**WHAT THE TASK REQUIRES:**
Please print the data shown below without any alteration.

**DATA:**
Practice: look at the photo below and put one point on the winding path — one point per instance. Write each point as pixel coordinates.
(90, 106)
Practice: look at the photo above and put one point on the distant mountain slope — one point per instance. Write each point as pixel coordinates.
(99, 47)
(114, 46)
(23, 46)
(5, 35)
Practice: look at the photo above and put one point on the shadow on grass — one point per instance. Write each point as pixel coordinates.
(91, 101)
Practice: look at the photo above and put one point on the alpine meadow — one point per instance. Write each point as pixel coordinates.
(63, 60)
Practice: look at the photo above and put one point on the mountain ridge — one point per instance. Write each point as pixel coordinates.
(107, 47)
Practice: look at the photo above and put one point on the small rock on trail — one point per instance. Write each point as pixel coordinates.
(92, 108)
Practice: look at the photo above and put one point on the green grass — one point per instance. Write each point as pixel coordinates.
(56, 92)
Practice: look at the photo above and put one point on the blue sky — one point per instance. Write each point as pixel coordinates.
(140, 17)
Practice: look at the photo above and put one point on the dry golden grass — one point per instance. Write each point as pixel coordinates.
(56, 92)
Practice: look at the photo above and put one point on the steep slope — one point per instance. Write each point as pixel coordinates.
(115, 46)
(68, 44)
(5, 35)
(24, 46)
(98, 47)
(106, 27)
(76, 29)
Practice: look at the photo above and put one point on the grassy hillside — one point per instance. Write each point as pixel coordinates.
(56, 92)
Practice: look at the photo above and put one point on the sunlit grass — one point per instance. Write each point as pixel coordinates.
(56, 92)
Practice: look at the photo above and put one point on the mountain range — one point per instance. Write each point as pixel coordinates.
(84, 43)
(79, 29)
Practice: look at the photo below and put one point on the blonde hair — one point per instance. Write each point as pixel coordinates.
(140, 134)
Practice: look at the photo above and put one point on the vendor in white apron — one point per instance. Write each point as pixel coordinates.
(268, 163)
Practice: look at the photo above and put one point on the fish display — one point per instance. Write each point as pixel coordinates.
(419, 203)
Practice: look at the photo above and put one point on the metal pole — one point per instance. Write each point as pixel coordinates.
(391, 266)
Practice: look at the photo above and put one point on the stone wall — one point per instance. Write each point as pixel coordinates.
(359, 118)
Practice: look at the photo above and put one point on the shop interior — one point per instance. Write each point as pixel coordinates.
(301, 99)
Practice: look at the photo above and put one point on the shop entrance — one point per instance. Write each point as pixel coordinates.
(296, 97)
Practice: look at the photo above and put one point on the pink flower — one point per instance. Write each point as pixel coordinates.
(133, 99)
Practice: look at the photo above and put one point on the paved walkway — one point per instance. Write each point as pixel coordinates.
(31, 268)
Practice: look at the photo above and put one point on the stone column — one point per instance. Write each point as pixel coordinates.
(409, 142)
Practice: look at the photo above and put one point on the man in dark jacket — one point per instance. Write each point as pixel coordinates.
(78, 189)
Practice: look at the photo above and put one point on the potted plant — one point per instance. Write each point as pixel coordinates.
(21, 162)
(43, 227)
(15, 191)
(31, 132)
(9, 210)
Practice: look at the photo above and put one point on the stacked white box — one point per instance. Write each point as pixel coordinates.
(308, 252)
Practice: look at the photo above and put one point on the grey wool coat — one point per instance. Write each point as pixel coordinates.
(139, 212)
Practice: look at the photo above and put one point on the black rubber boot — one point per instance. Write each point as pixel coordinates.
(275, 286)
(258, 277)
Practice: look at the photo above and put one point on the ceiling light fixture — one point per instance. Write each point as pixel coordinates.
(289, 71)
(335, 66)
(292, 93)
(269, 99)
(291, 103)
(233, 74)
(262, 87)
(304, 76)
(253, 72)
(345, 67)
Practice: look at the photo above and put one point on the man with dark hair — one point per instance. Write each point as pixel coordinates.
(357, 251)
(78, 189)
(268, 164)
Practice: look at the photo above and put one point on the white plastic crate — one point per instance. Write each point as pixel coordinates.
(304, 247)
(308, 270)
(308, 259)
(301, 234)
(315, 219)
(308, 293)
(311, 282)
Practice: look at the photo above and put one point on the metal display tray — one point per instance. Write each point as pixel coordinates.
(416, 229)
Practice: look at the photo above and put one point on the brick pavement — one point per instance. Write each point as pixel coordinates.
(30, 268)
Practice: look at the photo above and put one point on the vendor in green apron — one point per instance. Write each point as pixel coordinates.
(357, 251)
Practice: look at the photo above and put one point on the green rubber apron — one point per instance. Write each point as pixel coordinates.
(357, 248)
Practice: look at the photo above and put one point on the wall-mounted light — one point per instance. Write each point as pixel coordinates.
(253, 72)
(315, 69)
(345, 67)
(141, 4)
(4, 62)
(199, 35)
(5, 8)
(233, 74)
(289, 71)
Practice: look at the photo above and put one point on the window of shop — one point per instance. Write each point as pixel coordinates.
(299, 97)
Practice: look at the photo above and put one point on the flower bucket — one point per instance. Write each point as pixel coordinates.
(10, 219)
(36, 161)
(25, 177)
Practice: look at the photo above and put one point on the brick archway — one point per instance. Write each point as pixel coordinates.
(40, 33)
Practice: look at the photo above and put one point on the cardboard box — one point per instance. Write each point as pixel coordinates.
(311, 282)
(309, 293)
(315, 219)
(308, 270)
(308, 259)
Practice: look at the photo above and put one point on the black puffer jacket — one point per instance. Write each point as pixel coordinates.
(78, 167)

**WRITTEN SOLUTION:**
Practice: look at the photo below and put one point on the winding path — one point per instance. Write each point as pixel coordinates.
(90, 106)
Practice: look at the photo above and put one point on the distant mountain slope — one point per instance. Write each point as pixel coordinates.
(99, 47)
(114, 46)
(23, 46)
(5, 35)
Practice: look at the photo above and put one point on the shadow on grass — one point per instance. Write each point as pixel coordinates.
(91, 101)
Practice: look at the photo above and put one point on the alpine meadow — one point per instance. Write each point as pixel coordinates.
(63, 60)
Practice: look at the photo above and put one point on the mountain ridge — one point per instance. Write each point as pixel coordinates.
(107, 47)
Practice: look at the photo above and put one point on the small rock on trail — one point per instance. Write each point as pixel coordinates.
(92, 108)
Practice: look at the photo above and put one point on the green grass — one point per instance. Write each point as pixel coordinates.
(56, 92)
Practice: look at the photo above and put one point on the blue sky — one point per instance. Write each point as pixel coordinates.
(140, 17)
Practice: look at the photo above and put one point on the dry golden grass — one point per instance. Write each point as pixel coordinates.
(56, 92)
Practice: look at the photo above and put one point on the steep slope — one point per instance. Write each point as pixel coordinates.
(115, 46)
(68, 44)
(5, 35)
(24, 46)
(98, 47)
(106, 27)
(76, 29)
Practice: look at the photo above and put one point on the grassy hillside — one point per instance. Write each point as pixel coordinates.
(56, 92)
Practice: look at the photo above and put one point on the sunlit grass — one point per instance. Write each point as pixel coordinates.
(56, 92)
Practice: look at the photo above and put one point on the mountain range — one point per instance. Write each point as pixel coordinates.
(84, 43)
(79, 29)
Practice: look at the photo below and put one point on the blonde hair — one point per instance. Write each point as pixel coordinates.
(140, 134)
Practice: look at the photo above and put one point on the vendor in white apron — one point per instance. Write each point as pixel coordinates.
(268, 163)
Practice: look at the photo above and put one point on the fish display — one point per instance. Write each point as pixel coordinates.
(419, 203)
Practice: look at the photo above and put one point on the metal pole — one point per instance. Write each point as pixel coordinates.
(391, 266)
Practice: look at the photo above and put one point on the stone wall — one point per instance. Write each point as pixel coordinates.
(359, 118)
Practice: look at the photo above and put one point on the shop interior — one point per instance. Write each point as pixel coordinates.
(301, 99)
Practice: look at the photo above and put one point on the shop entrance — one point per instance. Write each point as pixel coordinates.
(296, 97)
Practice: look at the photo above and put one point on the pink flower — one point per instance. Write each point as pixel coordinates.
(133, 99)
Practice: look at the photo above and put one point on the paved walkway — one point per instance. Write each point as pixel coordinates.
(31, 268)
Practice: look at the photo above and put one point on the stone column — one point per instance. Write each point as pixel coordinates.
(409, 142)
Practice: look at the photo above and put one point on the man in dark jacket — one point per instance. Write each point as pixel coordinates.
(78, 189)
Practice: look at the photo above and put one point on the potted plant — one point per instance. Write each point as pixel coordinates.
(21, 162)
(43, 227)
(15, 191)
(31, 132)
(9, 210)
Practice: look at the photo above and put one point on the stacked white box — one point per instance. Write each point as pixel coordinates.
(308, 252)
Practice: look at the photo above and put one point on the grey wool coat — one point per instance. Write each point as pixel coordinates.
(139, 212)
Practice: look at the photo above and put one point on the black rubber boot — one point per instance. Write each point as pixel coordinates.
(275, 286)
(258, 277)
Practice: look at the photo above and put one point on the ceiling light fixture — one point per instance. Write each point as pixel coordinates.
(289, 71)
(335, 66)
(292, 93)
(269, 99)
(291, 103)
(233, 74)
(262, 87)
(304, 76)
(253, 72)
(345, 67)
Practice: look at the photo above and put one point on the man with dark hair — one point per instance. Write each point as pixel coordinates.
(357, 251)
(78, 189)
(268, 164)
Practice: look at the photo above and put one point on the white plastic crate — one point per instance. Write each point as pixel coordinates.
(304, 247)
(308, 270)
(308, 259)
(301, 234)
(315, 219)
(308, 293)
(311, 282)
Practice: look at the photo above and put one point on the metal display tray — one point per instance. Write each point as pixel coordinates.
(416, 229)
Practice: look at the photo above and put one point on the brick pavement — one point per instance. Write each point as pixel coordinates.
(30, 268)
Practice: look at the photo above and put one point on the vendor in green apron — one point per instance. Write each point as pixel coordinates.
(357, 251)
Practice: look at the photo above and put one point on the green rubber apron — one point per instance. Write each point as pixel coordinates.
(357, 248)
Practice: look at the photo above and put one point on the wall-mounted light — one point per instance. Write each point as pixel coordinates.
(253, 72)
(315, 69)
(345, 67)
(141, 4)
(4, 62)
(199, 35)
(5, 8)
(233, 74)
(289, 71)
Practice: look at the photo above and put one point on the window of shop — one point per instance. Write each point as pixel coordinates.
(299, 97)
Practice: look at the photo above and put one point on the flower bucket — one point per instance. Write each point as pixel coordinates.
(10, 219)
(36, 161)
(25, 177)
Practice: look at the photo above and put one point on the brick archway — one point per instance. Write each point as pixel coordinates.
(40, 33)
Practice: look at the photo above and put one point on the cardboard box — one point per instance. Write each point as pixel coordinates.
(311, 282)
(309, 293)
(315, 219)
(308, 270)
(308, 259)
Practice: look at the photo above and put one point on the black puffer jacket — one point per instance. Write each point as pixel coordinates.
(78, 167)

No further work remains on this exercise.